» TASK TO CARRY OUT: Every record below should be transcribed exactly. Omit the images.

····················

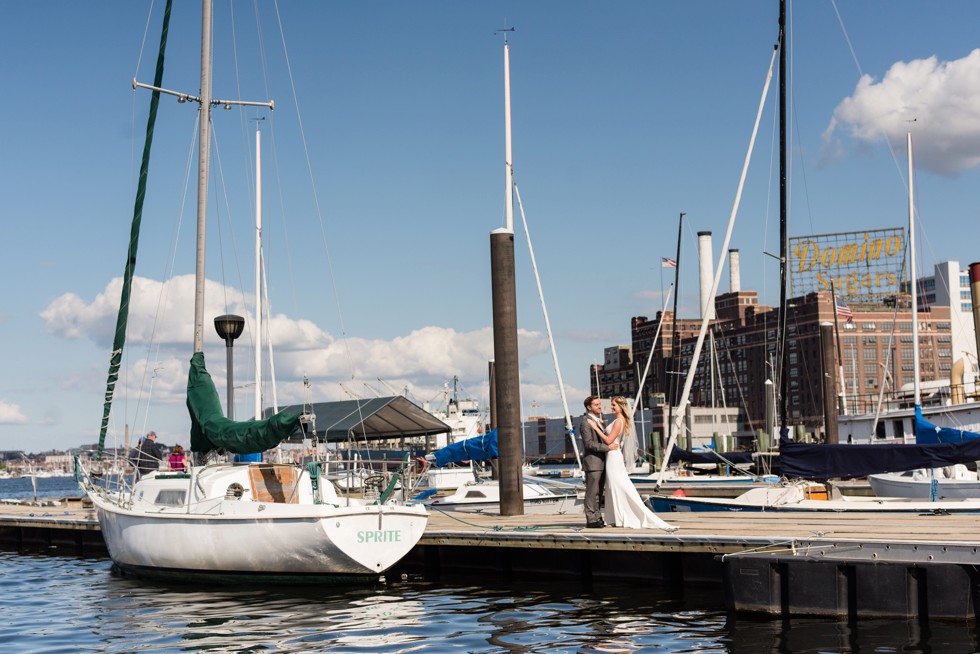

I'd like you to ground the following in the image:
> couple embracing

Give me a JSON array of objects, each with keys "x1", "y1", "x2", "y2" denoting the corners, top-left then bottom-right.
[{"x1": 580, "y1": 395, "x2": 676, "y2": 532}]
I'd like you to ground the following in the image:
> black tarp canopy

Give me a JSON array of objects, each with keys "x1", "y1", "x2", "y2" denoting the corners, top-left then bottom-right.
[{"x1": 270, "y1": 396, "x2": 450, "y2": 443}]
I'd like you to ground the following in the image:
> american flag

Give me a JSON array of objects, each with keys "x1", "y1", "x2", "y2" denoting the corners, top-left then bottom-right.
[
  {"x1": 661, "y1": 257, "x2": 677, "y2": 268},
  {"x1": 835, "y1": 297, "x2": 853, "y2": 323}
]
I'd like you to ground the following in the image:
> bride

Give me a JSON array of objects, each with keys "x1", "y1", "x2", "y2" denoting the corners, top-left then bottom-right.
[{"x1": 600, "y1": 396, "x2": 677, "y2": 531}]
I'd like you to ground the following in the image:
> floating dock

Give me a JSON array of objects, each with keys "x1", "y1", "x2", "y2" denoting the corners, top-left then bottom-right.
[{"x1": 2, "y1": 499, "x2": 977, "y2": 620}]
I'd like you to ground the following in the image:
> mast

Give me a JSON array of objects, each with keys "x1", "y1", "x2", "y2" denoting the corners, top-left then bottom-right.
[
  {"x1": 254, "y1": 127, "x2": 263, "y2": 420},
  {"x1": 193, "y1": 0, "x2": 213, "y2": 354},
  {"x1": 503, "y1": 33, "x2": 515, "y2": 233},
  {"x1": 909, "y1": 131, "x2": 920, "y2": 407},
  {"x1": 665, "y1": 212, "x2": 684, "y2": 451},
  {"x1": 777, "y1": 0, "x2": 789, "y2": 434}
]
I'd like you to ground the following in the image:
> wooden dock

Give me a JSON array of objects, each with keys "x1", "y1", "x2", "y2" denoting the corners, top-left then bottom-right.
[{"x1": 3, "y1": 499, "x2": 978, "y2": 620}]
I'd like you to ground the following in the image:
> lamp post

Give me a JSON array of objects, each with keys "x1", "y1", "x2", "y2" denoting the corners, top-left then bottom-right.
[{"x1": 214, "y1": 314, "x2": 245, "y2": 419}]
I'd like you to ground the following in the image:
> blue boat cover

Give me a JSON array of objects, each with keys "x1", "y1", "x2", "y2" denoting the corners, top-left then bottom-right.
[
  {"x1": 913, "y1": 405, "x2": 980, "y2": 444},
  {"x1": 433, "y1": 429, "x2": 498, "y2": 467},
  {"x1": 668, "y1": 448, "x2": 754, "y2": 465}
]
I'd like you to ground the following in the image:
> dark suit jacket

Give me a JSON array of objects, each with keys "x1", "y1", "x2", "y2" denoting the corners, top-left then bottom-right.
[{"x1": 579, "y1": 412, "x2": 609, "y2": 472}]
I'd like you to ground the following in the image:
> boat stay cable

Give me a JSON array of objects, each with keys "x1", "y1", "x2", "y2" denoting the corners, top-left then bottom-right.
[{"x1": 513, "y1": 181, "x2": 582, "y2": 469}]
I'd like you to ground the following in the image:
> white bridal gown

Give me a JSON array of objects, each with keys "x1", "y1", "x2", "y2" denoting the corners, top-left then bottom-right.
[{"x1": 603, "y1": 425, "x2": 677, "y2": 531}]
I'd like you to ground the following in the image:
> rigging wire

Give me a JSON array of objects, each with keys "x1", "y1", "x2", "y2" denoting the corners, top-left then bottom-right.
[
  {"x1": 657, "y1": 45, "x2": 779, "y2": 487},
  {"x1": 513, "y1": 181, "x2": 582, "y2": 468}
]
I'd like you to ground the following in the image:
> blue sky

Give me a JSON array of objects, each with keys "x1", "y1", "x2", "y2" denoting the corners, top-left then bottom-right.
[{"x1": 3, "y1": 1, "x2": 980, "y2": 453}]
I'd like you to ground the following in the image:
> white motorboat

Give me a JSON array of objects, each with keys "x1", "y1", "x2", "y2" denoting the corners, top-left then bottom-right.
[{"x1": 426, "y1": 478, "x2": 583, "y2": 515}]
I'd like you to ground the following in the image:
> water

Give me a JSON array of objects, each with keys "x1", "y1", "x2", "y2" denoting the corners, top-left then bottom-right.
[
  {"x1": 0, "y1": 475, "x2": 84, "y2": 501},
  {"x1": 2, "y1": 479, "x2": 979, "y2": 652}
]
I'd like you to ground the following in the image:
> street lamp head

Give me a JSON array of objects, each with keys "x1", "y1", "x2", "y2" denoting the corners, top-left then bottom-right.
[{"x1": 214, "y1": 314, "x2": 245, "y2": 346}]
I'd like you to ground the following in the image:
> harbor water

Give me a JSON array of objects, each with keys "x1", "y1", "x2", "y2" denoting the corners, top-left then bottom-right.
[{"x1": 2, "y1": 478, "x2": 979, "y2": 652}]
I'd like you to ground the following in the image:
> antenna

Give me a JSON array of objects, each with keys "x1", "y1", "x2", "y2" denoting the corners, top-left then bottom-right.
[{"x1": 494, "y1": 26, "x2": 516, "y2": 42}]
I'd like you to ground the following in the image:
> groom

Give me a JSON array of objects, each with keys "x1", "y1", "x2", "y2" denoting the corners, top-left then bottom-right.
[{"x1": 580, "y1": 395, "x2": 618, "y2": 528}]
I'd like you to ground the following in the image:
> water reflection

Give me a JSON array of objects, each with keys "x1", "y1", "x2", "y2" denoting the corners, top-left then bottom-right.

····················

» SOLUTION FOR THIS PROBLEM:
I'd like you to ground the following in the image:
> couple embracing

Give me a JSON array of objects, each with keys "x1", "y1", "x2", "y2" denoting the corners, top-left then bottom-right.
[{"x1": 580, "y1": 395, "x2": 676, "y2": 532}]
I'd like you to ground the following in the image:
> black tarp canopy

Give me a JSON array of objects, each with keys "x1", "y1", "x2", "y2" denoting the corners, top-left then bottom-right.
[{"x1": 270, "y1": 396, "x2": 450, "y2": 443}]
I'd like you to ground the following in the image:
> american flag

Give me a JSON array of objects, each with keys "x1", "y1", "x2", "y2" denoting the corners, top-left then bottom-right.
[
  {"x1": 661, "y1": 257, "x2": 677, "y2": 268},
  {"x1": 835, "y1": 297, "x2": 853, "y2": 323}
]
I'd like you to ground the following in the image:
> bride

Give me a JSON array of objects, each with keys "x1", "y1", "x2", "y2" denoting the corners, top-left then bottom-right.
[{"x1": 600, "y1": 396, "x2": 677, "y2": 531}]
I'd like you to ground the following in the image:
> floating dock

Give me a JSON array of objects, each with keys "x1", "y1", "x2", "y2" denoting the corners, top-left then bottom-right.
[{"x1": 2, "y1": 499, "x2": 977, "y2": 620}]
I'd like you to ground the following in the image:
> mast

Give me a JSON array of objects, each with keys "x1", "y1", "x2", "y2" denoting the corners, top-left then bottom-right.
[
  {"x1": 254, "y1": 127, "x2": 263, "y2": 420},
  {"x1": 193, "y1": 0, "x2": 213, "y2": 354},
  {"x1": 503, "y1": 33, "x2": 515, "y2": 233},
  {"x1": 909, "y1": 131, "x2": 920, "y2": 407},
  {"x1": 665, "y1": 212, "x2": 684, "y2": 451},
  {"x1": 777, "y1": 0, "x2": 789, "y2": 434}
]
I'd like you to ground the following in the image:
> wooden dock

Give me a JSON array of objects, each with keys "x1", "y1", "x2", "y2" denoting the corners, top-left then bottom-right.
[{"x1": 3, "y1": 499, "x2": 978, "y2": 620}]
I'd like you to ground the following in the image:
> lamp post

Give me a JSON array of objects, each with keys "x1", "y1", "x2", "y2" denoting the corners, top-left then bottom-right.
[{"x1": 214, "y1": 314, "x2": 245, "y2": 419}]
I'd like you to ground the following in the image:
> blue boat cover

Give me a JSON array of objects, each with keys "x1", "y1", "x2", "y2" denoting the corners, top-left then bottom-right.
[
  {"x1": 913, "y1": 405, "x2": 980, "y2": 444},
  {"x1": 433, "y1": 429, "x2": 498, "y2": 467},
  {"x1": 668, "y1": 448, "x2": 754, "y2": 465}
]
I'd like you to ground the following in the image:
> dark suit jacket

Give me a JSON array of objects, each with keys "x1", "y1", "x2", "y2" denoting the corners, top-left then bottom-right.
[{"x1": 579, "y1": 412, "x2": 609, "y2": 472}]
I'd like you to ground the following in the image:
> boat stay cable

Give me a JSON array of objects, each with keys "x1", "y1", "x2", "y2" denoting the corners, top-left then bottom-right.
[{"x1": 513, "y1": 181, "x2": 582, "y2": 469}]
I'd like you to ground the following in the image:
> white bridal gown

Give me a JSON array of objects, each with keys "x1", "y1", "x2", "y2" denoting the corners, top-left then bottom-right.
[{"x1": 603, "y1": 425, "x2": 677, "y2": 531}]
I'd like you to ground the following in the image:
> rigging wire

Give me a JSON array of objects, each with keys "x1", "y1", "x2", "y2" denoting the corners, top-left then bottom-right.
[
  {"x1": 657, "y1": 45, "x2": 779, "y2": 487},
  {"x1": 513, "y1": 181, "x2": 582, "y2": 468}
]
I'd like you to ground the following in the image:
> blue sky

Give me a JSON array of objects, each with keys "x1", "y1", "x2", "y2" denoting the corners, top-left then bottom-right.
[{"x1": 3, "y1": 1, "x2": 980, "y2": 453}]
I'd like you to ground the following in the image:
> white motorboat

Give me a JSON array of objects, each with keys "x1", "y1", "x2", "y2" denoting the corners, top-left then bottom-right.
[{"x1": 426, "y1": 478, "x2": 583, "y2": 515}]
I'd like you to ground the following in the image:
> water

Give me a JSON array of objects, each with keys "x1", "y1", "x2", "y2" denoting the corners, top-left then bottom-right.
[
  {"x1": 0, "y1": 475, "x2": 84, "y2": 501},
  {"x1": 2, "y1": 479, "x2": 979, "y2": 652}
]
I'd like you to ground the following in the image:
> street lamp head

Give me a JSON array of objects, each with keys "x1", "y1", "x2", "y2" denoting the corners, top-left then bottom-right.
[{"x1": 214, "y1": 314, "x2": 245, "y2": 346}]
I'd like you to ground the following in the image:
> harbor water

Give me a JSON array of objects, each with keys "x1", "y1", "x2", "y2" denoting the corners, top-left then bottom-right.
[{"x1": 2, "y1": 478, "x2": 979, "y2": 652}]
I'd like you to ground the following in the image:
> antenna

Give me a JSON array of objects, each with keys "x1", "y1", "x2", "y2" denoting the corners, top-left then bottom-right.
[{"x1": 494, "y1": 26, "x2": 516, "y2": 42}]
I'd like you to ground the following in the image:
> groom

Give me a JSON array of objects, each with keys "x1", "y1", "x2", "y2" denoting the corners, top-left then bottom-right.
[{"x1": 580, "y1": 395, "x2": 618, "y2": 528}]
I'd like you to ground the following in the image:
> water reflection

Give me a JSON array of objects, each with keys "x1", "y1", "x2", "y2" denoting the corners, top-left then bottom-right.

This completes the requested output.